The answer should be a faithful retyping of the records that follow, pictures excluded.
---------- Supplied records
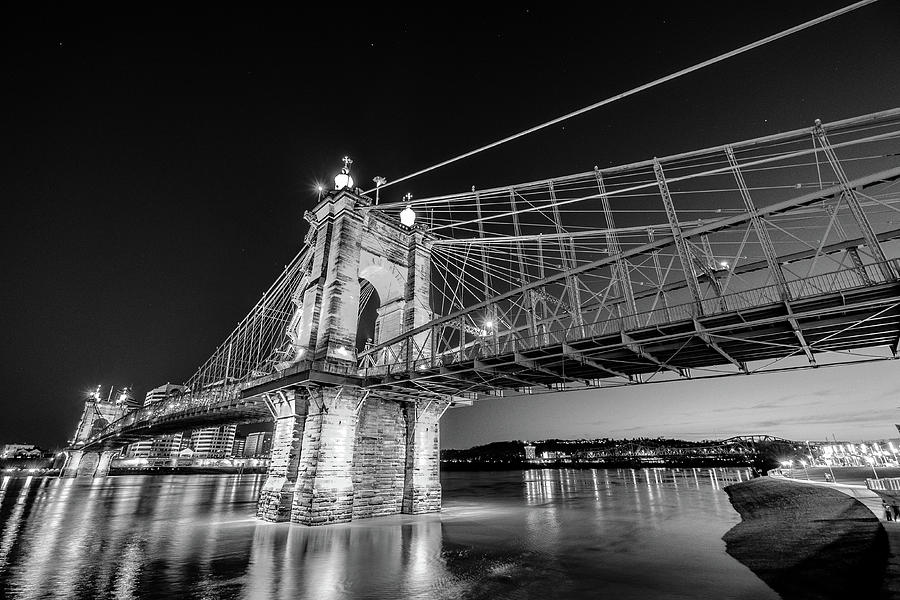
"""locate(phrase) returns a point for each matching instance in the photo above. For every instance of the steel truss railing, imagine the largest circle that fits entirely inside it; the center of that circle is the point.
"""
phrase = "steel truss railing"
(441, 345)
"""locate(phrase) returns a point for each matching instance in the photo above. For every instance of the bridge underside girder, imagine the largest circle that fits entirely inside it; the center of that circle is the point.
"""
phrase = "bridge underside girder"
(838, 322)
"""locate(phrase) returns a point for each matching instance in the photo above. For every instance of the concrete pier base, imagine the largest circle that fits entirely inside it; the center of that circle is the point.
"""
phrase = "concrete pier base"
(277, 496)
(80, 463)
(104, 463)
(324, 492)
(73, 460)
(340, 455)
(422, 474)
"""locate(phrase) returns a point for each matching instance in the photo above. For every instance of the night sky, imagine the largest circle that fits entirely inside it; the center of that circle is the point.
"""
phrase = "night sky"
(154, 181)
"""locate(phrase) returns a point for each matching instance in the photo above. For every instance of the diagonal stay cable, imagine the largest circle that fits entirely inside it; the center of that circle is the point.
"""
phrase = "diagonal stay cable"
(640, 88)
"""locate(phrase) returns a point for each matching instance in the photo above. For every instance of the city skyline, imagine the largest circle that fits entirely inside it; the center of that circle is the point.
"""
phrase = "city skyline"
(161, 193)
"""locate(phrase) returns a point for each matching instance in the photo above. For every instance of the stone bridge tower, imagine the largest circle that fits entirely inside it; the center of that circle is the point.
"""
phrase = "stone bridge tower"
(96, 415)
(338, 451)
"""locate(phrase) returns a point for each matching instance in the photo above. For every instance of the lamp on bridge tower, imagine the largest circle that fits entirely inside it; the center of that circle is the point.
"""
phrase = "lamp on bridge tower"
(343, 179)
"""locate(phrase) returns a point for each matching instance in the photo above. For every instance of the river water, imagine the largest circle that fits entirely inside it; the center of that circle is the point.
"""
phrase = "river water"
(592, 533)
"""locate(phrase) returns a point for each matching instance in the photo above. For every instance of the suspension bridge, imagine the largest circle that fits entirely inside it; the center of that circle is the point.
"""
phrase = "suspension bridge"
(757, 256)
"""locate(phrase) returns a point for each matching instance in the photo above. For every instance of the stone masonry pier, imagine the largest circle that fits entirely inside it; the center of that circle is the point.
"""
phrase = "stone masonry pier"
(339, 456)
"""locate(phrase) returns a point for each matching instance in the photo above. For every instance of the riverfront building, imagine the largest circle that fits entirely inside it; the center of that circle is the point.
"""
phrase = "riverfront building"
(165, 446)
(213, 442)
(258, 445)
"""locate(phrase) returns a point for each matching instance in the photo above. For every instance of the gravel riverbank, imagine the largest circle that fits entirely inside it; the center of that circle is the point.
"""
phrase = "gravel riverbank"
(808, 541)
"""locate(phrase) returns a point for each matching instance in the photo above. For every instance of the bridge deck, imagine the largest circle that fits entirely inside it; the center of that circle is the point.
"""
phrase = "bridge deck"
(848, 319)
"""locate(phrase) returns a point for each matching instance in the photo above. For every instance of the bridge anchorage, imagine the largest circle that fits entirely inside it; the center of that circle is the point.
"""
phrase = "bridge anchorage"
(757, 256)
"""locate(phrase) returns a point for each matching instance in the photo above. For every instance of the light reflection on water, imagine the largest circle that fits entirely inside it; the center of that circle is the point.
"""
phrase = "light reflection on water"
(646, 533)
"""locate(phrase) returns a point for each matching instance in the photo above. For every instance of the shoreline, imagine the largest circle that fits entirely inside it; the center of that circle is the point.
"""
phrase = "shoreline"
(808, 541)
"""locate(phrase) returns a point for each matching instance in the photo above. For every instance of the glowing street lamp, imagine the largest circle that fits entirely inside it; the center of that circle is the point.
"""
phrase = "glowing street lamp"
(408, 215)
(379, 181)
(343, 179)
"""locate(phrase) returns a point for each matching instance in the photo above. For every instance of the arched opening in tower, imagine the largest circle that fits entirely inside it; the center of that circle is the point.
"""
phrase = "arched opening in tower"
--------------------
Your solution —
"""locate(phrase) returns a point for each matching instance in the photo above. For every instance of the steel truss railing, imagine the largest circle that fits entirely inside it; the center of that circle is the point.
"""
phrase = "steel truss railing"
(441, 345)
"""locate(phrase) returns a point for each matching instance in the photo above. For every instance of the bridge underside girder, imagine the largest circle that fits entirely inside it; the center of that circle is the point.
"""
phrase = "bridge underside girder"
(838, 322)
"""locate(phrase) returns a point for each matching instance in the photo above. For every instance of the concrete pier base, imagine the largest circle that fits entirely inside it; the center of that circle is the point.
"""
phrase = "concrete pier base"
(277, 496)
(80, 463)
(104, 463)
(324, 492)
(73, 460)
(340, 455)
(422, 474)
"""locate(phrase) returns a point for each matching instance in the photo above. For every instance of the night sky, imagine the largest circle that fits entirely inside it; the center of that circle is the point.
"""
phrase = "night sky"
(154, 181)
"""locate(phrase) returns a point for each matching instance in the photo above. For every instance of the diagonal stay cable, imagine the largest circle that fits entirely inside it; the center of that circle is the point.
"""
phrase = "diagonal stay cable"
(640, 88)
"""locate(phrase) returns a point for each matching instance in the photo above. For every instance of the city skyline, imagine the largest circle that fits entirely inside it; the center of that circle is the point.
"""
phrase = "city skyline"
(161, 193)
"""locate(phrase) returns a point for each matching instance in the photo above. For every instance of the stone bridge tower, imagine the largest circle that fits entirely inside it; the center of that circle is the point.
"""
phrase = "stone bridge tower"
(96, 415)
(338, 451)
"""locate(phrase) returns a point for each matching instance in the photo above. For every instance of the lamp on bridge tower, imagine the largest circle that fits entirely inside it; the center of that circle is the point.
"""
phrase = "lamp on bridge tower"
(343, 179)
"""locate(phrase) returns a point for each matching instance in the photo above. For every instance of the river water, imagine the largest circle that fits entirely inside it; the center of that circle is the point.
"""
phrase = "river water"
(592, 533)
"""locate(phrase) returns a point for each matching instance in the photo above. For every instance of the suspension bridge, imagine the largest circle that fits entirely inside it; the center of that circle is the point.
"""
phrase = "suspension bridge"
(757, 256)
"""locate(phrase) returns a point for each matching instance in the photo above. For every instance of the stone masonry pier, imagine the largest circle that fits entirely inside it; the center of that circle is the point.
"""
phrase = "stone masonry pier"
(339, 456)
"""locate(phrase) returns a point for each matching instance in the photo above. For every instance of the riverfront building, imagine the largest circle that fits entirely inside it; the center of that circle is the point.
"""
phrase = "riverfront building"
(165, 446)
(213, 442)
(258, 445)
"""locate(phrase) returns a point for each matching instance in the photo above. For every instance of the gravel riverbank, imagine the largest circle that fits entirely inside it; the center of that circle is the point.
"""
phrase = "gravel riverbank"
(808, 541)
"""locate(phrase) returns a point for each matching instance in the photo above. For every instance of the bridge deck, imagine the largest circle that fits entirely inside it; the center of that circle is the point.
"""
phrase = "bridge deck"
(848, 319)
"""locate(phrase) returns a point for each matching instance in the photo above. For every instance of the bridge anchorage, imagine the largest circle that fits entirely inside it; the center of that circle is the point.
"""
phrase = "bridge anchorage"
(757, 256)
"""locate(phrase) returns a point for each matching instance in the photo above. For every instance of the light reflection on water, imagine the largest circle that fits entirely inside it; the center of that circle is the point.
"""
phrase = "light reflection on water"
(646, 533)
"""locate(phrase) returns a point for each matching instance in the photo above. For every instance of the shoreline, imagine the largest circle that fits entirely inside it; the center of that circle is the point.
"""
phrase = "shoreline"
(808, 541)
"""locate(phrase) returns a point for each matching instance in the photo above. For every instance of the glowing street lamp, imagine the largest circle that fits entirely inside it; the center of that circle is the point.
"""
phrase = "glowing street lamp"
(408, 215)
(379, 181)
(343, 179)
"""locate(phrase) returns a point for each matching instance in the photo above. For every instance of the arched opening in tower, imagine the largest circle that fits entirely inside it; the center of that circle is the point.
"""
phrase = "arched opening in tower"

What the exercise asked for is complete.